PROMPT:
The records below should be written out again, exactly.

Entries from a pointing dataset

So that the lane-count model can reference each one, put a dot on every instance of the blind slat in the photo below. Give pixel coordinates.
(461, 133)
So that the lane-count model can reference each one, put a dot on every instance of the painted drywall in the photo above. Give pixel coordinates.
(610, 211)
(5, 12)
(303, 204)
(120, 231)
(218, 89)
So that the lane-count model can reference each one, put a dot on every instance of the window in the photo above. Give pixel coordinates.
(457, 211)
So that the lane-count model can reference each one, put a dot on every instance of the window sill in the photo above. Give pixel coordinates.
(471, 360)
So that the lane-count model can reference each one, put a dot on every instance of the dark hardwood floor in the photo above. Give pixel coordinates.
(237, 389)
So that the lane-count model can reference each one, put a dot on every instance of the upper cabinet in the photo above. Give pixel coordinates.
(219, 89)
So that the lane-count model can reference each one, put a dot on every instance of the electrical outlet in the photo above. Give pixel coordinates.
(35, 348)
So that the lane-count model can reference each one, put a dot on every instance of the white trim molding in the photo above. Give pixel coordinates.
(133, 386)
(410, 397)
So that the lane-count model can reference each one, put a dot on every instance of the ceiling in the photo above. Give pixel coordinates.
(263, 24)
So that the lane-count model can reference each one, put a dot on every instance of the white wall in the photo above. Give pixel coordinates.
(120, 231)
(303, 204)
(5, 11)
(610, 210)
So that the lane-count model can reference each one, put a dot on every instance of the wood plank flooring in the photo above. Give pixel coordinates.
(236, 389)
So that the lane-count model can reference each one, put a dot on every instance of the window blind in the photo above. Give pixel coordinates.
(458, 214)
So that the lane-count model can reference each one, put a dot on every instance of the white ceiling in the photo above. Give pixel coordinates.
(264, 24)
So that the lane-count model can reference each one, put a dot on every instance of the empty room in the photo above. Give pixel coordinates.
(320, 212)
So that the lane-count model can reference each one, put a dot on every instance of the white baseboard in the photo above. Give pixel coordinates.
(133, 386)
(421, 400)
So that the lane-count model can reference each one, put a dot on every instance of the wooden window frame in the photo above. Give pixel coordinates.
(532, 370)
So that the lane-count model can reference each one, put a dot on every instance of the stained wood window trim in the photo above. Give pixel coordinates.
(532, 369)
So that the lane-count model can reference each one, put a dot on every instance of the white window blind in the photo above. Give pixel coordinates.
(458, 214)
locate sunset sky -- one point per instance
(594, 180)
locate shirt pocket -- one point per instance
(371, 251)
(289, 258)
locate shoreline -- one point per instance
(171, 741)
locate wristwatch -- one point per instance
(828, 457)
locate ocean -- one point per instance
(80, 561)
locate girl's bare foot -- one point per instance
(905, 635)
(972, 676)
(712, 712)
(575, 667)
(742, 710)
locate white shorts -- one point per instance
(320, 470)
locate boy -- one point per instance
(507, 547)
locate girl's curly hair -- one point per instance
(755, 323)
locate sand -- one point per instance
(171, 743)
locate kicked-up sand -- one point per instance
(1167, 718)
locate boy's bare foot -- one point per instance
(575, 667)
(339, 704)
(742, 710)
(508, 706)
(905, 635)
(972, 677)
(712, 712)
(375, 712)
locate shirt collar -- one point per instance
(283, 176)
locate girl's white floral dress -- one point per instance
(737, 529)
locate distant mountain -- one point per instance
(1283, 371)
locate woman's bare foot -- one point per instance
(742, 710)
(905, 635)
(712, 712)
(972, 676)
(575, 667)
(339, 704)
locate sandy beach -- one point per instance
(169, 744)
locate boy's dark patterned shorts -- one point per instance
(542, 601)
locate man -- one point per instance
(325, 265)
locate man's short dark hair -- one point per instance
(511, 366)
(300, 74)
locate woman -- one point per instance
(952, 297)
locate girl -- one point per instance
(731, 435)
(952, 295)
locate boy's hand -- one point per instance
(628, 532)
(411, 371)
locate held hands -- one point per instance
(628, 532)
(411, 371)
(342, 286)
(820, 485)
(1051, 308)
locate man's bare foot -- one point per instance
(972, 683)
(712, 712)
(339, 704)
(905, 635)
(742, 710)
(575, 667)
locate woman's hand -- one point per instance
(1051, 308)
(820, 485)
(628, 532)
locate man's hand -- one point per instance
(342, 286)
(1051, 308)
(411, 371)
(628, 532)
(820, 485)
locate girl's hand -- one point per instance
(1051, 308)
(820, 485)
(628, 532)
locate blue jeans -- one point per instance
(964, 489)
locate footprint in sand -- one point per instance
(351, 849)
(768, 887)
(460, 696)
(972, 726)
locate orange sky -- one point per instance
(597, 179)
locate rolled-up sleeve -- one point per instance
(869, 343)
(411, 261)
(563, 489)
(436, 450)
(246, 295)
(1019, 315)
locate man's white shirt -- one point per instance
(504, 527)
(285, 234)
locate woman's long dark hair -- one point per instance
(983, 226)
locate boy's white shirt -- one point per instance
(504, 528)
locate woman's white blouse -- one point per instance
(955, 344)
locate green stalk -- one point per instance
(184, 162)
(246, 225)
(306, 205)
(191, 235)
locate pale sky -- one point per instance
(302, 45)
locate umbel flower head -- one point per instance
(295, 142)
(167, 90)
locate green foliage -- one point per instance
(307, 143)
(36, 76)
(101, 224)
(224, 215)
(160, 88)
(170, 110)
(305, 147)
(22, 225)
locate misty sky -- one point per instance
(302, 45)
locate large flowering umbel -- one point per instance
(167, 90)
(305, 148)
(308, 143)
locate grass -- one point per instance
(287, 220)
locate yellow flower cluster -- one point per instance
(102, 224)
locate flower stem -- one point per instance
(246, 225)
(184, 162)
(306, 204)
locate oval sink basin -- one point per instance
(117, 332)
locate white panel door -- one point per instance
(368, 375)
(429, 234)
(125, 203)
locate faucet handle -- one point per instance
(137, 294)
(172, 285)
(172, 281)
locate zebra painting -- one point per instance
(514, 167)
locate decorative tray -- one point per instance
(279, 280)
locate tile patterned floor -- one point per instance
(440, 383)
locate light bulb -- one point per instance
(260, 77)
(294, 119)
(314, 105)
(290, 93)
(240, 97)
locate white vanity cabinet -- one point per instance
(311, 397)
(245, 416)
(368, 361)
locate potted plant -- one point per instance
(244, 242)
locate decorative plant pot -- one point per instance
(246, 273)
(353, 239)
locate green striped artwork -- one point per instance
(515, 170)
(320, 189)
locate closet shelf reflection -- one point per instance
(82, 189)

WRITTEN ANSWER:
So that the lane-count model can reference each one, put a dot on every instance of the blind slat in the photo below. Give pixel coordinates.
(461, 133)
So that the lane-count model can reference each one, put a dot on every instance of the painted drywall in the photo above. Give pixel coordinates.
(610, 211)
(5, 12)
(303, 204)
(120, 231)
(218, 89)
So that the lane-count model can reference each one, put a dot on every instance of the window in the photo above. Give pixel coordinates.
(457, 211)
So that the lane-count model can reference each one, put a dot on every instance of the window sill in the photo above. Give pixel coordinates.
(471, 360)
So that the lane-count model can reference each one, put a dot on every instance of the dark hardwood floor in the photo above. Give pixel coordinates.
(237, 389)
So that the lane-count model can reference each one, put a dot on every instance of the upper cabinet in the photo above. Give pixel coordinates.
(219, 89)
So that the lane-count model can reference each one, put a dot on every instance of the electrical outlet in the photo above. Give pixel coordinates.
(35, 348)
So that the lane-count model can reference each one, put a dot on every instance of the white trim molding in the photo above. Give pixel coordinates.
(133, 386)
(410, 397)
So that the lane-count model can reference each one, put a dot on every instance of the ceiling in the photo above. Give pixel coordinates.
(263, 24)
So that the lane-count model can reference each one, put a dot on every instance of the white wall in the photo above. Give pixel coordinates.
(120, 231)
(303, 204)
(5, 11)
(610, 210)
So that the lane-count model can reference each one, put a dot on every instance of the wood plank flooring in the photo above. Give pixel coordinates.
(236, 389)
So that the lane-count model can reference each one, put a dot on every instance of the window blind in the photo above. Give pixel coordinates.
(458, 214)
So that the lane-count model can reference each one, put a dot on every instance of the white ceiling in the photo above. Give pixel coordinates.
(264, 24)
So that the lane-count model can reference each one, put a dot on every instance of the empty room in the photo above. Give pixel coordinates.
(320, 212)
So that the lane-count model can reference each one, put a dot on every instance of the white baseboard in the photo above. Give pixel coordinates.
(133, 386)
(421, 400)
So that the lane-count model can reference each one, put a dot on every instance of the wooden window frame in the photo above. Give pixel coordinates.
(532, 370)
So that the lane-count model can reference each one, put a dot on every instance of the stained wood window trim in the photo above. Give pixel coordinates.
(532, 369)
So that the lane-count model can reference each one, put a dot on every instance of the white window blind in the photo above. Give pixel coordinates.
(458, 214)
locate sunset sky -- one point per instance
(594, 180)
locate shirt pocket -- one point per instance
(371, 251)
(289, 258)
locate shoreline -- one point per instance
(171, 741)
locate wristwatch -- one point per instance
(828, 457)
locate ocean -- one point per instance
(80, 561)
locate girl's bare foot -- one point per instance
(905, 635)
(972, 676)
(712, 712)
(575, 667)
(742, 710)
locate white shorts -- one point per instance
(320, 470)
locate boy -- one point per instance
(507, 547)
locate girl's curly hair -- one point per instance
(755, 323)
locate sand -- one point per instance
(171, 743)
locate kicked-up sand -- one point per instance
(1167, 718)
locate boy's bare foot -- one point per instance
(575, 667)
(339, 704)
(742, 710)
(508, 706)
(905, 635)
(972, 677)
(712, 712)
(375, 712)
locate shirt collar -- one point per instance
(283, 176)
locate girl's white floral dress -- one point per instance
(737, 529)
locate distant mountain -- one point per instance
(1283, 371)
locate woman's bare foot -- one point per instance
(742, 710)
(905, 635)
(712, 712)
(972, 676)
(575, 667)
(339, 704)
locate sandy beach -- one point per instance
(169, 744)
locate boy's dark patterned shorts -- one point per instance
(542, 601)
locate man -- one point per instance
(325, 265)
locate man's short dark hair -- one point per instance
(511, 366)
(300, 74)
locate woman -- one point per instance
(952, 297)
locate girl -- one point per instance
(731, 435)
(952, 295)
locate boy's hand -- one point per instance
(628, 532)
(411, 371)
locate held hands -- one point per instance
(628, 532)
(411, 371)
(342, 286)
(820, 485)
(1051, 308)
locate man's bare foot -- one point per instance
(972, 683)
(712, 712)
(339, 704)
(905, 635)
(742, 710)
(575, 667)
locate woman's hand -- one point per instance
(1051, 308)
(820, 485)
(628, 532)
locate man's hand -- one point per instance
(342, 286)
(1051, 308)
(411, 371)
(628, 532)
(820, 485)
locate girl's hand -- one point per instance
(1051, 308)
(820, 485)
(628, 532)
locate blue jeans -- one point per instance
(964, 489)
locate footprint in sand -- one point per instance
(351, 849)
(768, 887)
(460, 696)
(972, 726)
locate orange sky -- one point per instance
(597, 179)
locate rolled-up sleeve -- one point per instance
(869, 343)
(411, 261)
(563, 489)
(436, 450)
(246, 295)
(1019, 315)
locate man's white shirt -- one point per instance
(504, 527)
(285, 234)
locate woman's long dark hair -- one point per instance
(983, 226)
locate boy's white shirt -- one point per instance
(504, 528)
locate woman's white blouse -- one point per instance
(955, 344)
locate green stalk -- one point per instance
(184, 162)
(246, 225)
(306, 205)
(191, 235)
locate pale sky -- one point per instance
(302, 45)
locate umbel flower head -- one point per instance
(295, 142)
(167, 90)
locate green foliage -- one point per instance
(307, 143)
(36, 76)
(101, 224)
(224, 215)
(160, 88)
(170, 110)
(305, 147)
(22, 225)
locate misty sky -- one point per instance
(302, 45)
locate large flowering umbel -- one point per instance
(167, 90)
(305, 148)
(308, 143)
locate grass -- one point per instance
(287, 220)
locate yellow flower cluster -- one point per instance
(102, 224)
locate flower stem -- one point per instance
(246, 225)
(184, 162)
(306, 204)
locate oval sink basin -- one point per instance
(117, 332)
locate white panel door -- one point per instance
(368, 375)
(429, 234)
(125, 203)
locate faucet handle -- one point per instance
(137, 294)
(172, 285)
(172, 281)
locate zebra painting -- one point per instance
(514, 167)
locate decorative tray -- one point per instance
(279, 280)
locate tile patterned floor -- one point per instance
(440, 383)
locate light bulb -- one point per instance
(260, 77)
(294, 119)
(314, 105)
(290, 93)
(240, 97)
locate white vanity cabinet -- one point per instance
(311, 397)
(245, 416)
(368, 361)
locate potted plant -- one point per instance
(244, 242)
locate decorative plant pot -- one point per instance
(246, 273)
(353, 239)
locate green striped artwork -- one point per instance
(515, 170)
(320, 189)
locate closet shelf reflection -- one point per instance
(82, 189)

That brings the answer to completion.